The theory that a sufficient nexus, implicit in Section 6106(a)(2), between
the offenses of carrying a firearm in a vehicle without a license and driving under
the influence was lacking in this case is also unpersuasive, in the court's view.
First, a construction of the statutory provision which would limit the meaning of
"any other criminal violation" to "any other criminal violation in which the
firearm was an instrument of the crime" would conflict with the principle that a
court will generally not impress qualifying language upon a statute which the
legislature could have included had it desired to do so.
Second, such a construction is not necessary to a reasonable application of
the statute. A legitimate state interest can be discerned in the proscription of the
possession of an illegal firearm by the perpetrator of a crime, during its
commission, whether or not the weapon is brandished or otherwise resorted to.
29 N.T. 43-44.
30 Had the legislature intended the term "criminal violation" in Section 6106(a)(2) of the Crimes
Code to mean "violation of the Crimes Code," it could have used that language.
~ Drug offenses are set forth in the Controlled Substance, Drug, Device and Cosmetic Act, Act of
April 14, 1972, P.L. 233, as amended, 35 P.S. §§780-101 etseq.
──────────────────────────────
» **TO BE DONE**
According to the passage on Section 6106(a)(2), what legitimate state interest can be discerned?

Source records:
──────────────────────────────
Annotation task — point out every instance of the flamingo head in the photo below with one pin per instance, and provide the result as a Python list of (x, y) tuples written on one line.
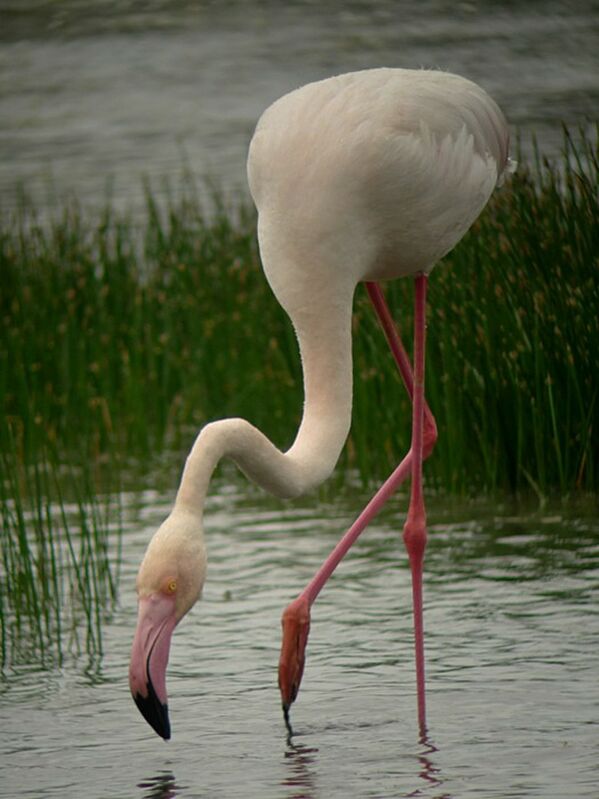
[(169, 582), (296, 626)]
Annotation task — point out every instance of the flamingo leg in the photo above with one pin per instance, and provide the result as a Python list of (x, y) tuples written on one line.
[(414, 533), (296, 617)]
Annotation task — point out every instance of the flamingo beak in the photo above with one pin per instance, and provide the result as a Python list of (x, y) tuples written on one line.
[(149, 657), (296, 626)]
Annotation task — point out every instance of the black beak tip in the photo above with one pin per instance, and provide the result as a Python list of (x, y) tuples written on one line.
[(154, 712)]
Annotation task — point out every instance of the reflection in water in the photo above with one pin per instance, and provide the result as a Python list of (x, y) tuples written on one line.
[(162, 786), (428, 771), (300, 762)]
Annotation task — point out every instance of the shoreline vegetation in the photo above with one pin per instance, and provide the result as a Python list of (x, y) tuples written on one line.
[(121, 338)]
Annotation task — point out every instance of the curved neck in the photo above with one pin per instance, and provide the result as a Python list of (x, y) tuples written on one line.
[(324, 336)]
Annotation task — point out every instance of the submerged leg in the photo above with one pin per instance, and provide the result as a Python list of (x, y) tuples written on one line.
[(296, 618), (414, 533)]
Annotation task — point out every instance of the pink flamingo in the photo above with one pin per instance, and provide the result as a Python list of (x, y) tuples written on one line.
[(363, 177)]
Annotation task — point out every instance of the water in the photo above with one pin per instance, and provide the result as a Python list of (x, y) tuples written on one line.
[(96, 94), (512, 645)]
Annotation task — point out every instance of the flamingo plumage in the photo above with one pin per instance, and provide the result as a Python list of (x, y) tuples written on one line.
[(360, 178)]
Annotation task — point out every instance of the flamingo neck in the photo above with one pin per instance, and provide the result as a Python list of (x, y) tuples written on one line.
[(324, 337)]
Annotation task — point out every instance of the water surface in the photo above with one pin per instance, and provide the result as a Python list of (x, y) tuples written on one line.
[(96, 94), (512, 644)]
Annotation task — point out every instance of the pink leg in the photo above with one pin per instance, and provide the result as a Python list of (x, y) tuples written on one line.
[(414, 533), (296, 618)]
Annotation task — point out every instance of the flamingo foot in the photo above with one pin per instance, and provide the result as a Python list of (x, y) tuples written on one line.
[(415, 536), (296, 626)]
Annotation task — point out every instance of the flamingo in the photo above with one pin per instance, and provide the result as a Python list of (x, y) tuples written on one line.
[(359, 178)]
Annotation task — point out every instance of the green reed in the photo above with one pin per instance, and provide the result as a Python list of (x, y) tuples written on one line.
[(125, 336)]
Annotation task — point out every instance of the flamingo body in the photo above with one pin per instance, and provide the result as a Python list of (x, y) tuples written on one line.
[(362, 177)]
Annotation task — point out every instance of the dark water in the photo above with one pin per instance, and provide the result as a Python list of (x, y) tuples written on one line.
[(512, 644), (96, 93)]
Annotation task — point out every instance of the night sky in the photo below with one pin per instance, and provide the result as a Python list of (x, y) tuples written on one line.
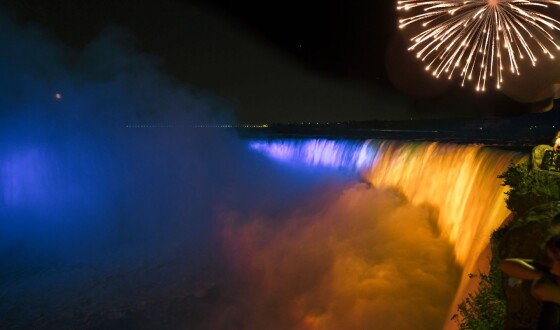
[(277, 61)]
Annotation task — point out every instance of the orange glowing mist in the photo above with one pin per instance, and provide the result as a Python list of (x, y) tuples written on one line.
[(459, 181), (391, 254)]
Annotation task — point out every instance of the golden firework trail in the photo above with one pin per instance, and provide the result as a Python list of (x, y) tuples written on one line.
[(479, 36)]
──────────────────────────────
» **TASK SOLUTION**
The proscription of the possession of an illegal firearm by the perpetrator of a crime during its commission, whether or not the weapon is brandished or otherwise resorted to.